### Aufgabenstellung 1
Beantworten Sie anhand des Textabschnitts über die Stufen der Liebe die folgenden Fragen:
(a) Welche zwei Stufen der Liebe werden genannt?
(b) Wem wird die Ahava Rabba als „Geschenk“ von droben zuteil?
(c) Wofür steht die Frau als Symbol?
### Aufgabenstellung 2
Erläutern Sie mithilfe des Textabschnitts über die Stufen der Liebe, weshalb die Ahava Rabba ohne die Voraussetzung der Furcht nicht zu erlangen ist.

Nun, bei der Liebe gibt es ebenfalls zwei Stufen – Ahava Rabba1 und Ahavat Olam2. Ahava Rabba ist die „Liebe in Genüssen“, sie ist eine Flamme, die von selbst aufsteigt. Sie kommt von droben als „Geschenk“ für denjenigen, der in seiner Furcht vollkommen ist, wie aus der Aussage unserer Rabbiner sel. A. bekannt ist: „Es ist üblich, dass der Mann nach einer Frau sucht.“3 Denn die Liebe wird „Mann“ und „männlich“ [sachar] genannt, wie es steht: „Er hat seiner Liebe gedacht [sachar]“4; die Frau hingegen symbolisiert G‑ttesfurcht5, wie bekannt ist. Ohne die Voraussetzung der Furcht ist es unmöglich, diese Ahava Rabba zu erlangen, denn diese Liebe entstammt dem Aspekt Azilut, wo keine Spaltung und Trennung herrscht, G‑tt behüte.

(Auszüge aus Zeigedaten)
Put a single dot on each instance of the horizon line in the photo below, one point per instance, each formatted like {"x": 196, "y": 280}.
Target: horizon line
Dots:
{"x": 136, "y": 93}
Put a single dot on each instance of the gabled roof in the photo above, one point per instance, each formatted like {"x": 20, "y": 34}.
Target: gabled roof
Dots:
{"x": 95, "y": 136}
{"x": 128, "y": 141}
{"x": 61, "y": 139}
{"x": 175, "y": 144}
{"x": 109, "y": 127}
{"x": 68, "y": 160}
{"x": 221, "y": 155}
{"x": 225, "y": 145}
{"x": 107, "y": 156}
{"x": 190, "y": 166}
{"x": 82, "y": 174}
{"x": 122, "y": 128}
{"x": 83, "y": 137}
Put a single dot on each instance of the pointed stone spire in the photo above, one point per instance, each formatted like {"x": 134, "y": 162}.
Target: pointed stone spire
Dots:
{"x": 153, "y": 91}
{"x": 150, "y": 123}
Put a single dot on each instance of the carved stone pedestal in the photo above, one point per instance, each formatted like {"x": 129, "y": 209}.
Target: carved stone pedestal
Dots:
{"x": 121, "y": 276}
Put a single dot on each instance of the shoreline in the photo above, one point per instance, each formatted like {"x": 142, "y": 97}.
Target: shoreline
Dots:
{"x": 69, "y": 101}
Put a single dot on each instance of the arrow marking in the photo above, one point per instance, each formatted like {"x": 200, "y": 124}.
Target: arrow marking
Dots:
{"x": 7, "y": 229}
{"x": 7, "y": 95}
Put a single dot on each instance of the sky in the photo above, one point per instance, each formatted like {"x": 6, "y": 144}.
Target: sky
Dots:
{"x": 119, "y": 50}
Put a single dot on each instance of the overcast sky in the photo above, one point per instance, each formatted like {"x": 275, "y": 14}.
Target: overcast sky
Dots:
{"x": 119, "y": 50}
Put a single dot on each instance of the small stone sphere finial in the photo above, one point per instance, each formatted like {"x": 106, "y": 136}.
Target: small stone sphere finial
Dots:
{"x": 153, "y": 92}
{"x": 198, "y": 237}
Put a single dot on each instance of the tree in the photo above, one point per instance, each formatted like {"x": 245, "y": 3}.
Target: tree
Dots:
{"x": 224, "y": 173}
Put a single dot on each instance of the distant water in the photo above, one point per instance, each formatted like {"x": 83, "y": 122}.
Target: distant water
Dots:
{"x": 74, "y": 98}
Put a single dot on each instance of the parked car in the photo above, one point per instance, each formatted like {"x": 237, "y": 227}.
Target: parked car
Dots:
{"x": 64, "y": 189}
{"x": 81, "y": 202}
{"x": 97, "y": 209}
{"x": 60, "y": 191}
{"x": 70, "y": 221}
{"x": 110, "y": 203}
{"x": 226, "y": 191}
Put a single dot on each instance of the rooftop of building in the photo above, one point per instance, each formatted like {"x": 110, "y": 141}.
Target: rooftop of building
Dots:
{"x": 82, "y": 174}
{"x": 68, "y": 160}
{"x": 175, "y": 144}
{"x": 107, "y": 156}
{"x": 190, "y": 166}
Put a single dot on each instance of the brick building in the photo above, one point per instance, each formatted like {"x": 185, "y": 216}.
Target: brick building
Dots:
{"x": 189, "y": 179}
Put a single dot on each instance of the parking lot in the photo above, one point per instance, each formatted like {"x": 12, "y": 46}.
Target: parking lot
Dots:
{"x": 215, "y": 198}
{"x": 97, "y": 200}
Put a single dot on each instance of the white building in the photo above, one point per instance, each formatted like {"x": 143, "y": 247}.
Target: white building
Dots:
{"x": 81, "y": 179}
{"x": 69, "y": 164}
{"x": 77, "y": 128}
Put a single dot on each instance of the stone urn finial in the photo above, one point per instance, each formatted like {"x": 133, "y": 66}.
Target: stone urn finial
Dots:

### Lösung 1
(a) Ahava Rabba und Ahavat Olam.
(b) Demjenigen, der in seiner Furcht vollkommen ist.
(c) Für G‑ttesfurcht.

### Lösung 2
Die Ahava Rabba entstammt dem Aspekt Azilut, in dem keine Spaltung und Trennung herrscht. Deshalb setzt sie die Furcht voraus und wird nur dem als „Geschenk“ zuteil, der in seiner Furcht vollkommen ist.